Exercise requirements →
Can you reproduce the items below, starting with the line that contains "the chrome windshield" and going on through the end of the items, with "The customer" substituted for "The client" and nothing else changed?

======== Records for processing

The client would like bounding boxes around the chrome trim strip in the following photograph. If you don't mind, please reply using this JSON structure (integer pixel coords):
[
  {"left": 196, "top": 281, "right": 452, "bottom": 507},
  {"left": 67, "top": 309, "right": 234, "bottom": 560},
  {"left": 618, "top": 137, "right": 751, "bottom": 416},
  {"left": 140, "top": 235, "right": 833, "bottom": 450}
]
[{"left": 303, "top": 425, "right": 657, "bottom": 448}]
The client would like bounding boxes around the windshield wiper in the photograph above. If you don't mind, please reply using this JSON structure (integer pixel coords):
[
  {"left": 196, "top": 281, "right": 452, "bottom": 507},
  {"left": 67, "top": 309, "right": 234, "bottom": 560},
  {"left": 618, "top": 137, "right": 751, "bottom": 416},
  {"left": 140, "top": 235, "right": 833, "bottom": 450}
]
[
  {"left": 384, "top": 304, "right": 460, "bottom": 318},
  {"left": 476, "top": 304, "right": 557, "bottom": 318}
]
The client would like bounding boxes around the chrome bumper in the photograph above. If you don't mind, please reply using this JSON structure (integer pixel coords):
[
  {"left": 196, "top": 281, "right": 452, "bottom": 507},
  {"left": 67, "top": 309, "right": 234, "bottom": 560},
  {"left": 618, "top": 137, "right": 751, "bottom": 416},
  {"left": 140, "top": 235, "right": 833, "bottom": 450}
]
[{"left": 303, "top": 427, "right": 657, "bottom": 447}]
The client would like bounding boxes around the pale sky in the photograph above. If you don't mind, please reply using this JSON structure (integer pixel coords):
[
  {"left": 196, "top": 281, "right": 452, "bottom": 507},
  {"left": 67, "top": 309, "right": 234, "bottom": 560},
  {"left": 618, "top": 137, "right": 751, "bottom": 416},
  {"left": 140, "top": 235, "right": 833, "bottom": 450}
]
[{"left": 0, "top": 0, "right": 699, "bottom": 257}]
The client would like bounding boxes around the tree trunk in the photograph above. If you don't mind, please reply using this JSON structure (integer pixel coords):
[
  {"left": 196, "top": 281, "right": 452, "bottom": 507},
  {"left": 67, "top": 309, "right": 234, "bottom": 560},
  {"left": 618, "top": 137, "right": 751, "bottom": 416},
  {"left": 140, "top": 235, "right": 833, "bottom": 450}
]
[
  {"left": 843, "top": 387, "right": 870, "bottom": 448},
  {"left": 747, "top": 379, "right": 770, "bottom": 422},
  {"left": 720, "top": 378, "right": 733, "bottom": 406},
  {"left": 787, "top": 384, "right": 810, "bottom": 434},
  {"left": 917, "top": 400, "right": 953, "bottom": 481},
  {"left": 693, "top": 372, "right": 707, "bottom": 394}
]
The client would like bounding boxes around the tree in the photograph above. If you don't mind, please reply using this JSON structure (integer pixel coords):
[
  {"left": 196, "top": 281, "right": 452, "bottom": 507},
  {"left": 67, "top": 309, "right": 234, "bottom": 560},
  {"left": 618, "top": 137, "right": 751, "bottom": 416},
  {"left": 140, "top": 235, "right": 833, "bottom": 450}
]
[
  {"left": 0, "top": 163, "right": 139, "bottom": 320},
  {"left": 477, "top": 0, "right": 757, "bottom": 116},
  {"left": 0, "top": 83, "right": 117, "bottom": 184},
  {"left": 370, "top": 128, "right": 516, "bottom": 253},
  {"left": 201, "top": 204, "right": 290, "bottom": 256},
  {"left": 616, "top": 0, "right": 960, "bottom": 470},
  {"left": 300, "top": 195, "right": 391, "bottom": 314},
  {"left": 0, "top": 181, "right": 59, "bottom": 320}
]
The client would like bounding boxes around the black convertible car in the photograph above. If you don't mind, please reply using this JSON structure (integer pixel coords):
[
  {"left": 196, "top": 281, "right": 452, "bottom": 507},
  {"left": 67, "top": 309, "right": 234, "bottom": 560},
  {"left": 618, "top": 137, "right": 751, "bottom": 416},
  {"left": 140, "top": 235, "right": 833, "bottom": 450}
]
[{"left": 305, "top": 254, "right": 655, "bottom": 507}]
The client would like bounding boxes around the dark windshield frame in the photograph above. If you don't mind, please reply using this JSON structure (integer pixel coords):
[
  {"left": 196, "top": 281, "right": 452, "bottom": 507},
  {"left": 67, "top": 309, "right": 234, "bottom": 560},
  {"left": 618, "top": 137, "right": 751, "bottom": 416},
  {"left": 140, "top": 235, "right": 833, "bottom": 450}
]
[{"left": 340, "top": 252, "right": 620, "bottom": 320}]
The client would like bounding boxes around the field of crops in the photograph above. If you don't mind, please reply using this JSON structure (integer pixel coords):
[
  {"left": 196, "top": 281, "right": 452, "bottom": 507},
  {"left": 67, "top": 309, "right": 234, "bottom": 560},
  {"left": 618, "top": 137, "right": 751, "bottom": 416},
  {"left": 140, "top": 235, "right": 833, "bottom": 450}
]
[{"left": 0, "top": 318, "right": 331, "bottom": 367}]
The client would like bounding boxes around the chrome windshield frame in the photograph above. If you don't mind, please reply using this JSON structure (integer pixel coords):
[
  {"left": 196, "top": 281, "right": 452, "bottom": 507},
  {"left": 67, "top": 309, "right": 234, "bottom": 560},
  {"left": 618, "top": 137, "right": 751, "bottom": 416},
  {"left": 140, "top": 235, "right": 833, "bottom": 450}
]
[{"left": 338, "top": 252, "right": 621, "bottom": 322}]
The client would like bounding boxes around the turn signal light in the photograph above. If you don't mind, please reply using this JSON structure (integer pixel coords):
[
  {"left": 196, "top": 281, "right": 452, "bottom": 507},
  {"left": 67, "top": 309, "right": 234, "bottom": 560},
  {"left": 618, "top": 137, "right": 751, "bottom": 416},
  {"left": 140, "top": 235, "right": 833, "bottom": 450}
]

================

Answer to this task →
The customer would like bounding boxes around the chrome windshield frame in the photograph above. If you don't mind, please reply using this JSON structure (integer pixel coords):
[
  {"left": 196, "top": 281, "right": 452, "bottom": 507},
  {"left": 67, "top": 309, "right": 234, "bottom": 560},
  {"left": 618, "top": 137, "right": 751, "bottom": 416},
  {"left": 140, "top": 235, "right": 833, "bottom": 450}
]
[{"left": 338, "top": 252, "right": 621, "bottom": 322}]
The customer would like bounding boxes around the turn signal light in the photograph above. If you don't mind, please reply using this JSON structure (integer pixel coords):
[
  {"left": 196, "top": 281, "right": 452, "bottom": 507},
  {"left": 67, "top": 309, "right": 234, "bottom": 560},
  {"left": 618, "top": 137, "right": 751, "bottom": 416},
  {"left": 140, "top": 235, "right": 833, "bottom": 450}
]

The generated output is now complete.